**Work required**: Print all the data, keeping every line exactly as it is.

**Records**:
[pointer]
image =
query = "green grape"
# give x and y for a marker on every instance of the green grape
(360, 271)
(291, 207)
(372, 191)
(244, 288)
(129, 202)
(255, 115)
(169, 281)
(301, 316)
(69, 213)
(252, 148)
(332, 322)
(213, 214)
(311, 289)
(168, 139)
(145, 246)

**Solved problem**:
[pointer]
image =
query = "green grape"
# give x and y for a marker on every instance of the green grape
(360, 271)
(291, 207)
(372, 191)
(244, 288)
(129, 202)
(255, 115)
(169, 281)
(301, 316)
(69, 213)
(252, 148)
(332, 322)
(213, 214)
(311, 289)
(168, 139)
(145, 246)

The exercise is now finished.